• What is expected: Locate each line in the data below that contains the word "wall" and copy those lines.

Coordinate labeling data
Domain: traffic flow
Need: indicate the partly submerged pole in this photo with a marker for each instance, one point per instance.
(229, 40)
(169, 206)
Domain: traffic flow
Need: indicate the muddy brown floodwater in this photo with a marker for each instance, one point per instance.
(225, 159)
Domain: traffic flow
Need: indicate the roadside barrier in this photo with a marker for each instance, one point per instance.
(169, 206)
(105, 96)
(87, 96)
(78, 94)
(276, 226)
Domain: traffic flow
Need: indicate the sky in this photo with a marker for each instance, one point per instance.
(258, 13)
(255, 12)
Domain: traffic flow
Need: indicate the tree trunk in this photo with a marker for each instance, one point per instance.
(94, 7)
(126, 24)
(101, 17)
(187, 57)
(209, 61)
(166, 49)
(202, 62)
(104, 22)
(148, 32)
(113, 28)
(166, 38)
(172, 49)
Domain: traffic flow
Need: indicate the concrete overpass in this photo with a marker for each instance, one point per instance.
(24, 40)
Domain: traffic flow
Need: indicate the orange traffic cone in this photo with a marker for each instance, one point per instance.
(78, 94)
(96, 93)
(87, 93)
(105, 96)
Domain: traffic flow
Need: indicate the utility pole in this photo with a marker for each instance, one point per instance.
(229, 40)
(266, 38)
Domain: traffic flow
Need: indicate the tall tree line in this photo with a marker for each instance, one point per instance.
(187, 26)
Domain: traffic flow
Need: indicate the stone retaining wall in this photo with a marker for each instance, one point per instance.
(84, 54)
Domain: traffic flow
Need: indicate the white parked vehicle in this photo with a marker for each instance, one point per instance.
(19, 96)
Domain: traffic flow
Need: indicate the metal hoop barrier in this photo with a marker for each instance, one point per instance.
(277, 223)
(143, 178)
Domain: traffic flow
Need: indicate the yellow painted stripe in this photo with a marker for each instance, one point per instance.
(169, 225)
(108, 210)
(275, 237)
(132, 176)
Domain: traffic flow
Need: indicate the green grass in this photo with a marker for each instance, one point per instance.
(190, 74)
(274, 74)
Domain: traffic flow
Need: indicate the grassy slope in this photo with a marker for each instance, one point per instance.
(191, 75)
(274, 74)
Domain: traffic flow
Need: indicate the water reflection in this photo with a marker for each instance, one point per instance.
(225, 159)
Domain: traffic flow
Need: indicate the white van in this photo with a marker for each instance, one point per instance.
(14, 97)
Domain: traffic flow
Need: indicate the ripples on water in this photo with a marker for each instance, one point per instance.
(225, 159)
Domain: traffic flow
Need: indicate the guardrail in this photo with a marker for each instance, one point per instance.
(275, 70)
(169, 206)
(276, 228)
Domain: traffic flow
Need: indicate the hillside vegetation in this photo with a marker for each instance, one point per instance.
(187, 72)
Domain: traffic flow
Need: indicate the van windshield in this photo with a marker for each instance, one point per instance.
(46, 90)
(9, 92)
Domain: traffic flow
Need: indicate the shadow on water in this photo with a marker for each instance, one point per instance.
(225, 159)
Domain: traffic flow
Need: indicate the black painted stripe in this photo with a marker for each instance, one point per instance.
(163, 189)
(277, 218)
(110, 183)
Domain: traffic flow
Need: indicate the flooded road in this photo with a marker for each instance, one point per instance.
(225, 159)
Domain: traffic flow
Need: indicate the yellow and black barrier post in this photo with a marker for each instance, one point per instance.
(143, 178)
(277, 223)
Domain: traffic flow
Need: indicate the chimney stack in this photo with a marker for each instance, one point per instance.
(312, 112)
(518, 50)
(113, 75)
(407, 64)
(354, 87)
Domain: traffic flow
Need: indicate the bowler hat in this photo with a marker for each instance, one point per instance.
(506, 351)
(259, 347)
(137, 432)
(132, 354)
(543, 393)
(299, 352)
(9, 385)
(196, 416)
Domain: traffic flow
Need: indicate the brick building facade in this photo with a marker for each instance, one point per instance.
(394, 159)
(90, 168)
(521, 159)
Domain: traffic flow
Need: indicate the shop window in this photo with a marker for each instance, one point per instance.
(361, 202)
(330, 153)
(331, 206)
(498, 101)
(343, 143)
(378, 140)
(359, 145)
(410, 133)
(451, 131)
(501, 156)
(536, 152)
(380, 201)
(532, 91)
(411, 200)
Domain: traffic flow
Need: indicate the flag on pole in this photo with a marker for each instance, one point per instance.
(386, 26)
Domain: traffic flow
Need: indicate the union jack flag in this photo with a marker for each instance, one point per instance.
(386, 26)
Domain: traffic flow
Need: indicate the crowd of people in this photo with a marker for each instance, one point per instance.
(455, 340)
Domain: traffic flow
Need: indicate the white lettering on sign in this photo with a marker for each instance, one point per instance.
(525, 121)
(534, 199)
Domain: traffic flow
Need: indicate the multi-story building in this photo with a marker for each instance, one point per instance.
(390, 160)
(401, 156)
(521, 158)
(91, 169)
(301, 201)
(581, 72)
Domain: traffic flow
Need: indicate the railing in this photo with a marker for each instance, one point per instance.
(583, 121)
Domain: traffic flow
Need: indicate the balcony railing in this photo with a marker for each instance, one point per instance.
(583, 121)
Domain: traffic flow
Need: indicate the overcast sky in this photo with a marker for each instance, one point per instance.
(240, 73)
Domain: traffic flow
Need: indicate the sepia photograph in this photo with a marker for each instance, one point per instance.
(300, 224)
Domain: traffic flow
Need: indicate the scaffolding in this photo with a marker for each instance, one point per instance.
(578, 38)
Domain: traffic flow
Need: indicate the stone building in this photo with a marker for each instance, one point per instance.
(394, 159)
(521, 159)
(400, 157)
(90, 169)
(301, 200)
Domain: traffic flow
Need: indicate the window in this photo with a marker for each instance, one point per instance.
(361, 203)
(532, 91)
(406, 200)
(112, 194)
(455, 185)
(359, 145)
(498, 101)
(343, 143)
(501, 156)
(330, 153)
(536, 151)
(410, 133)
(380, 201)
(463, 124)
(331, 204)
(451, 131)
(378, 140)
* * *
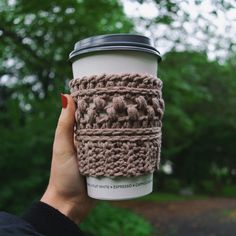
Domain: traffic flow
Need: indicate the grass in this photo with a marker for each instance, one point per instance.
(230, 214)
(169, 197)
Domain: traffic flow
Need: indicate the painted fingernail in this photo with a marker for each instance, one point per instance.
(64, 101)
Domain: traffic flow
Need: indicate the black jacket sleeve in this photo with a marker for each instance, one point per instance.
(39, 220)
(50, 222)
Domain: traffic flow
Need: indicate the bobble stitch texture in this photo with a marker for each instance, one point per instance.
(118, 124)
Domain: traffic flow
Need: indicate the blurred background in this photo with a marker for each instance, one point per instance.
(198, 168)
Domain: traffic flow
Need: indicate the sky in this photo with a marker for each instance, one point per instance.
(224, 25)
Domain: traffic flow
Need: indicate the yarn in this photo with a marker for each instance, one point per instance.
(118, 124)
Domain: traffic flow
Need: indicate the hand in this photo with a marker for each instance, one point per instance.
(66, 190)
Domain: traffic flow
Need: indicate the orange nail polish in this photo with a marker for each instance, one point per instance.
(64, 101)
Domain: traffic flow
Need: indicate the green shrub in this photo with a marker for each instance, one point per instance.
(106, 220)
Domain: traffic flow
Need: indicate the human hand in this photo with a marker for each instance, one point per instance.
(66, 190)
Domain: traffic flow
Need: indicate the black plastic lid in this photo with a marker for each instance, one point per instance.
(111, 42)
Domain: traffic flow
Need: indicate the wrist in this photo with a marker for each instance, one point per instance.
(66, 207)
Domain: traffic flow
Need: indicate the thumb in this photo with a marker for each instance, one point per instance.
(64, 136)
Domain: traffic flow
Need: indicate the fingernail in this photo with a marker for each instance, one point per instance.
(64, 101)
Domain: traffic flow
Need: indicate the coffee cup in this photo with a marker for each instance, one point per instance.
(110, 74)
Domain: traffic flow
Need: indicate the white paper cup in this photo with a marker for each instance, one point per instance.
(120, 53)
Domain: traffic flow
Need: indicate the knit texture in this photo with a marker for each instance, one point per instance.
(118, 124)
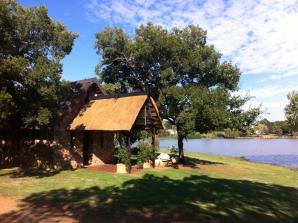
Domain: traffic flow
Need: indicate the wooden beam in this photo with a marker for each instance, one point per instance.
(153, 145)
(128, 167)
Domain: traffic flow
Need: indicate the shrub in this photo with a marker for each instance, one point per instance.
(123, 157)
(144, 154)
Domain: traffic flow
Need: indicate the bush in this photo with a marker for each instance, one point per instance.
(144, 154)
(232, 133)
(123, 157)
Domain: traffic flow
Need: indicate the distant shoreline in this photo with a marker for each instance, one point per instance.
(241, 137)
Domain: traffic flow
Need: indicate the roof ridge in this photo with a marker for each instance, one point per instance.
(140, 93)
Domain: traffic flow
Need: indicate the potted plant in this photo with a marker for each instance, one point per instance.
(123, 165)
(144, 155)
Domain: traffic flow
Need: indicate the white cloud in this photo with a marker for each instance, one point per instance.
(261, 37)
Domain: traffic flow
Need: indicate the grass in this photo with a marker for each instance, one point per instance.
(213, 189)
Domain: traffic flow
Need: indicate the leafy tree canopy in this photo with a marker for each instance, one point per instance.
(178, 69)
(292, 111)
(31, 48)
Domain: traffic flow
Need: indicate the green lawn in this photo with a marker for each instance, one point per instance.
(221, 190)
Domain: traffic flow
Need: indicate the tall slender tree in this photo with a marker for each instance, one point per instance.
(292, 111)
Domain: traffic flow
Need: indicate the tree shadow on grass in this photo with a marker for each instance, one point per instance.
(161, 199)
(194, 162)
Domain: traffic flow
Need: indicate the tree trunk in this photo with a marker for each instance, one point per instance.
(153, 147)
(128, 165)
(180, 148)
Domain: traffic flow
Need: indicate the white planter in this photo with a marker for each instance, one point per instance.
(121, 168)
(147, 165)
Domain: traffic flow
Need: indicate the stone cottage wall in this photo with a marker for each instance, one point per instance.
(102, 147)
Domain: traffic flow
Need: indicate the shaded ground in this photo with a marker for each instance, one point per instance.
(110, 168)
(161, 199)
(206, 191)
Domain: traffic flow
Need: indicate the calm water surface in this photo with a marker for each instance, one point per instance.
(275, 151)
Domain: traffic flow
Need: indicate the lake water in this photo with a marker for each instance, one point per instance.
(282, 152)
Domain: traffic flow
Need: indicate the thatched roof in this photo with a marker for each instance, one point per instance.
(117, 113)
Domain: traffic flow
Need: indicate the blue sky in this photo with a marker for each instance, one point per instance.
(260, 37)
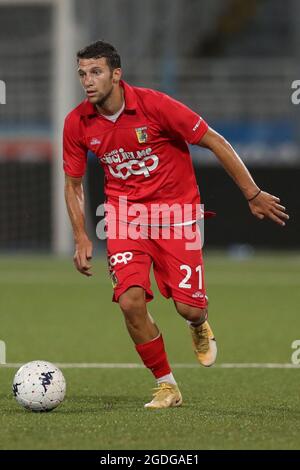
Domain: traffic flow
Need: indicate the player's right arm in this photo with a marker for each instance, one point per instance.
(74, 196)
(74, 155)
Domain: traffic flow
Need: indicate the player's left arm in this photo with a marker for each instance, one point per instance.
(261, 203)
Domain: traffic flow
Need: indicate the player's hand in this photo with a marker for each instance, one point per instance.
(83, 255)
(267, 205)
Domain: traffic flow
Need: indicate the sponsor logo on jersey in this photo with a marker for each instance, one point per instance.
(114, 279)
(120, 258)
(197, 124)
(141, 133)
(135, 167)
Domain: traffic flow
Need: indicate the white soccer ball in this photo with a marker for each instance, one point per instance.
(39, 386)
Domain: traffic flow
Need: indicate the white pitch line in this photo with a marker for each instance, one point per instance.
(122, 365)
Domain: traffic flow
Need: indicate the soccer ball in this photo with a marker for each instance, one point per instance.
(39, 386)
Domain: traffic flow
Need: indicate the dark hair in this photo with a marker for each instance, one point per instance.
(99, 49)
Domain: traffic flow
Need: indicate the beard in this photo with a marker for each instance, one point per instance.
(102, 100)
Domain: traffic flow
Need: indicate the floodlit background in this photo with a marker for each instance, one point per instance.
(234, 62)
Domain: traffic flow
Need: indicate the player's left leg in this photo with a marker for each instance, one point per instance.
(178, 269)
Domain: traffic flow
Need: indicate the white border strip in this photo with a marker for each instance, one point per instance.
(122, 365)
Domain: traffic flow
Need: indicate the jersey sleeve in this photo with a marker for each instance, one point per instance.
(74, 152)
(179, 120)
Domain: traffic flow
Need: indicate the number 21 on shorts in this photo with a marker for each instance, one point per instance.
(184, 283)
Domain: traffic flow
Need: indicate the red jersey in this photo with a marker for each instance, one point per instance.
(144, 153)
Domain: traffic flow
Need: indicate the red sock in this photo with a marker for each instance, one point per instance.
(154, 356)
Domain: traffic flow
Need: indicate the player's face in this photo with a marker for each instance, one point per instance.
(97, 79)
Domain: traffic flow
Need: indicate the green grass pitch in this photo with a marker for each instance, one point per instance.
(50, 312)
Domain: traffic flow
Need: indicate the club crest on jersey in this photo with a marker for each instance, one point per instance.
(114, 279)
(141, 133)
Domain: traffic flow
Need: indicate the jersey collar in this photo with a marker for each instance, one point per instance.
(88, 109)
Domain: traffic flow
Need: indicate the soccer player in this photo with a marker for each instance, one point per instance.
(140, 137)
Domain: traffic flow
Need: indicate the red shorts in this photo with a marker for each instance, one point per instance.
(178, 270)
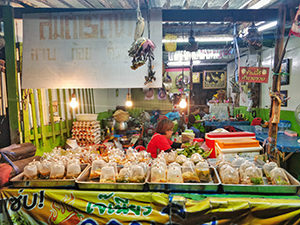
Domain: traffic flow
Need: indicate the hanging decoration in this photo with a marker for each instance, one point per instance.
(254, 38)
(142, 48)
--
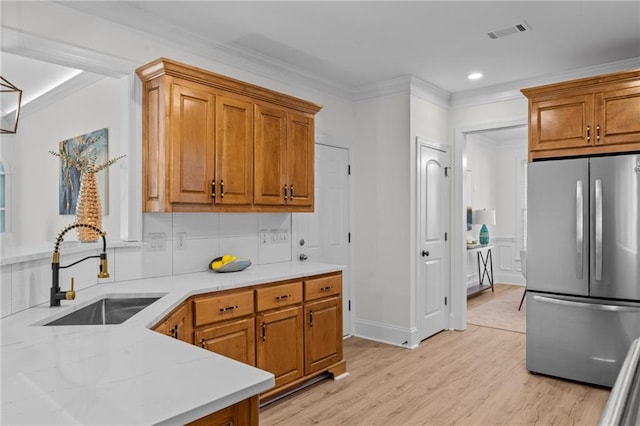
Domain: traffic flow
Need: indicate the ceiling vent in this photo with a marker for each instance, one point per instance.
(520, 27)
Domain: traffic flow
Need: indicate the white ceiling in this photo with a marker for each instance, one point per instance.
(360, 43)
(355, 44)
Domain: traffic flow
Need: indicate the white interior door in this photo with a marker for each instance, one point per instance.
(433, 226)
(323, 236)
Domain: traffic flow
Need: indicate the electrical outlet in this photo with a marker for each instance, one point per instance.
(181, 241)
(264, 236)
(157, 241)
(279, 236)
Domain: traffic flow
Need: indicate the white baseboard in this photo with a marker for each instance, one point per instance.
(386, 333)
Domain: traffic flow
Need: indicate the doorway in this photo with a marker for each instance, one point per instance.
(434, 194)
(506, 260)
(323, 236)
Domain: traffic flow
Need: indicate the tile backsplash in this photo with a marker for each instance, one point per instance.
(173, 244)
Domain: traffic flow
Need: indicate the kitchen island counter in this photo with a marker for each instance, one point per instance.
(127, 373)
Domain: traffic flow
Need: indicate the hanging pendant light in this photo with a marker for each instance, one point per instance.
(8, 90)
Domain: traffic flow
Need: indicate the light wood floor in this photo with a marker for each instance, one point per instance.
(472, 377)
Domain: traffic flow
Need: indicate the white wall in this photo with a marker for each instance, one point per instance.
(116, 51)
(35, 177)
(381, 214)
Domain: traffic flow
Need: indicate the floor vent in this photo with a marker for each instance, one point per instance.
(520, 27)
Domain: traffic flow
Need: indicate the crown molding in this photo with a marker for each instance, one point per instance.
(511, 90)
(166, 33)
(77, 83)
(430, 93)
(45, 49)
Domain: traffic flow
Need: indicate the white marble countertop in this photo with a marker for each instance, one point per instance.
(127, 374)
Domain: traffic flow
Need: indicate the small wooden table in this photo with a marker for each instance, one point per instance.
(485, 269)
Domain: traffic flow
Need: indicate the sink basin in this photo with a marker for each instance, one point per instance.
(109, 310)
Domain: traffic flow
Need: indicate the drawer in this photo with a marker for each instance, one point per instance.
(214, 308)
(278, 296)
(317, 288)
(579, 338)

• Output for this task:
Need: indicate the stone retaining wall in this photo with a marker for each instance, one point per instance.
Need: indicate the stone cottage wall in this photo with a marker for each instance, one point per instance.
Need: indicate the white wall in this photo with a marker for each instance, one point per instance.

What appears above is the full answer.